STATED GOAL = Make an exact copy of the data below, leaving out every picture.

Collected data entries
* * * *
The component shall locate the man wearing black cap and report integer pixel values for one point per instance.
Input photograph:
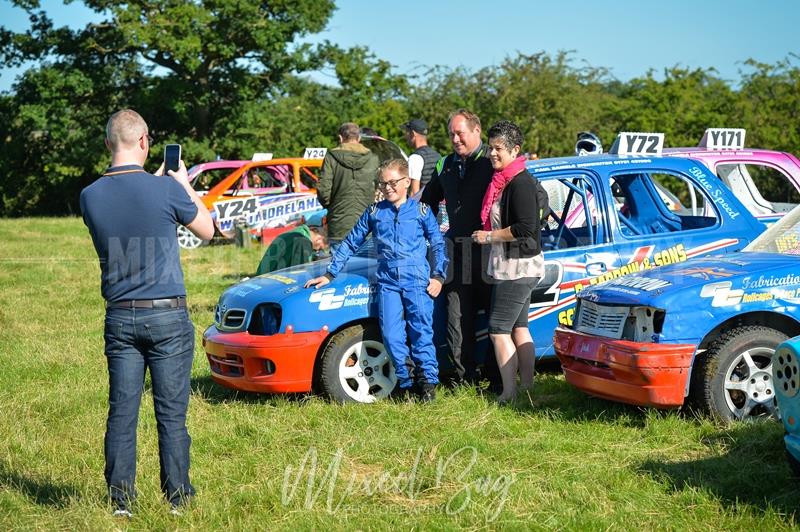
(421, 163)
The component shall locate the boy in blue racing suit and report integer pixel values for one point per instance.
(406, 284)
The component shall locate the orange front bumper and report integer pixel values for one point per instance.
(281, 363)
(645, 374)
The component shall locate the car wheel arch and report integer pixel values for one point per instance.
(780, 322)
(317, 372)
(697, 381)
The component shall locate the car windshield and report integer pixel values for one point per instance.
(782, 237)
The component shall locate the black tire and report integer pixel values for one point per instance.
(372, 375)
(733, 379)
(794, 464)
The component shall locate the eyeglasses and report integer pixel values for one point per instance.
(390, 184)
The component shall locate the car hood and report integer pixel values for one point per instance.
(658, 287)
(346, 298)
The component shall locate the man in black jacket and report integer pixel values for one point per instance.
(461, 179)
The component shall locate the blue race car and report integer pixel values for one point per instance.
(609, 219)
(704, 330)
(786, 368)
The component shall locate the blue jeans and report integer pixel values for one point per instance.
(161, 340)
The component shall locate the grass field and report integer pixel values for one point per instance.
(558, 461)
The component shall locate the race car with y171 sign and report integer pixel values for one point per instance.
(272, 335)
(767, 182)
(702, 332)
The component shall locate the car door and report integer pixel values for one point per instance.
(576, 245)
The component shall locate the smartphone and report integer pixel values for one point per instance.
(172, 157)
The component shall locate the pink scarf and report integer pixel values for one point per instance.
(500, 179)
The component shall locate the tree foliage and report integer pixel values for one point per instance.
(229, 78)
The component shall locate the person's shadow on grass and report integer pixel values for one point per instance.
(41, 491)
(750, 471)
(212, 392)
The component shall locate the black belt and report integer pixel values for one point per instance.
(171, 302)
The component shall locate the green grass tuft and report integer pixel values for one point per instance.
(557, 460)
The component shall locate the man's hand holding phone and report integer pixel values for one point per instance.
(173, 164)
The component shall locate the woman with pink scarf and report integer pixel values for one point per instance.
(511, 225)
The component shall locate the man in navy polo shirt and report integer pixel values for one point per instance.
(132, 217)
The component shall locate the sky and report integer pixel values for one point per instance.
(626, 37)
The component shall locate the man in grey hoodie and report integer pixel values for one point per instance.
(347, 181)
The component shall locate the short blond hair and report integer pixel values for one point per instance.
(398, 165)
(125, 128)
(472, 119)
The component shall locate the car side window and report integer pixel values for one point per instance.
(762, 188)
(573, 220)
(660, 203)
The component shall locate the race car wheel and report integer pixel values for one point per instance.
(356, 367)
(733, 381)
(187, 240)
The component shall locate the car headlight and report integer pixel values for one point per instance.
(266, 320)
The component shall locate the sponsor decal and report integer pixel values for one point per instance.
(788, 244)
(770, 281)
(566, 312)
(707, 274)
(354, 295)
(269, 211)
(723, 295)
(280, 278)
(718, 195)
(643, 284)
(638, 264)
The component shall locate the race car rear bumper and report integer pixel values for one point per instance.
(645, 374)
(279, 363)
* * * *
ANSWER TO THIS EXERCISE =
The component shall locate the man wearing black cap and report integer pixel values for one point per instance.
Input photograph:
(421, 163)
The component shall locate the boy in blue racing suit and report integer pixel values for one point per instance.
(406, 284)
The component shall locate the orange front bumper and report integer pixel values for one point per instance.
(281, 363)
(645, 374)
The component shall locate the car wheel arch and report integer pixel values for one point per instance.
(780, 322)
(317, 372)
(697, 381)
The component shall locate the car windshield and report integer pixel values for one point per instance.
(782, 237)
The component shall locate the black tire and report integer pixel values for one point per instance.
(372, 375)
(733, 379)
(794, 464)
The component shall locate the eyeglasses and report integer pixel values for one point per instance.
(390, 184)
The component shall locate the car hood and report integer pixel values for one point per instance.
(658, 287)
(346, 298)
The component shall locate the man in black jacket and report integer pixel values for one point per instance.
(461, 179)
The component shall locate the blue race car and report integer pixel values for one point per instance.
(609, 219)
(704, 330)
(786, 368)
The component shall locate the blue jeans and report integer pixel values for one point per instance.
(161, 340)
The component shall locate the grass field and report integer pixel values for one point per instance.
(558, 461)
The component shall locate the race car with y171 sign and report integer pixel values for one point per instance.
(272, 335)
(767, 182)
(702, 332)
The component shall locate the car door and report integer pixel values for one point per instance.
(576, 245)
The component shall locate the smartphone and report integer pixel values for one point per instance.
(172, 157)
The component shall locate the pink scarf and report integer pixel values for one point per instance.
(500, 179)
The component shall locate the tree foliage and report integer pixel values for one point per instance.
(229, 78)
The component shall locate the person's shadow on grass and report integer pixel values for one point per instance.
(41, 491)
(750, 471)
(212, 392)
The component shall locate the black belt and report integer pixel values for one point per instance.
(171, 302)
The component shall locate the green grass tuft and report integer pixel values for one point per instance.
(557, 460)
The component shall locate the man's hand holding phone and report integer pixel values for one point per instance.
(173, 164)
The component shall locate the woman with pink scarf and report integer pixel values for one point per instance.
(511, 225)
The component shall locate the man in navy polo shirt and report integer pixel values for one point per instance.
(132, 217)
The component shall locate the sky and report integer pixel values for one point per instance.
(626, 37)
The component shall locate the man in grey hoodie and report integer pixel values for one point per instance.
(347, 181)
The component shall locate the short blond hair and report integer pixel values for one point per instance.
(398, 165)
(125, 128)
(472, 119)
The component shall locate the car side window and report integer pixel values for one point per instance.
(762, 188)
(573, 220)
(660, 203)
The component shall locate the race car wheel and report integer pixel values for one point per instance.
(356, 367)
(733, 381)
(187, 240)
The component shall locate the car headlight and report integer pixel values for one point per instance.
(266, 320)
The component shall locate the sponsor decal and report integer pixel values for one point per instance.
(788, 244)
(770, 281)
(566, 312)
(707, 274)
(354, 295)
(269, 211)
(723, 295)
(280, 278)
(718, 195)
(643, 284)
(638, 264)
The component shall locate the race car rear bumper and report integer pixel values for one point per instance.
(645, 374)
(279, 363)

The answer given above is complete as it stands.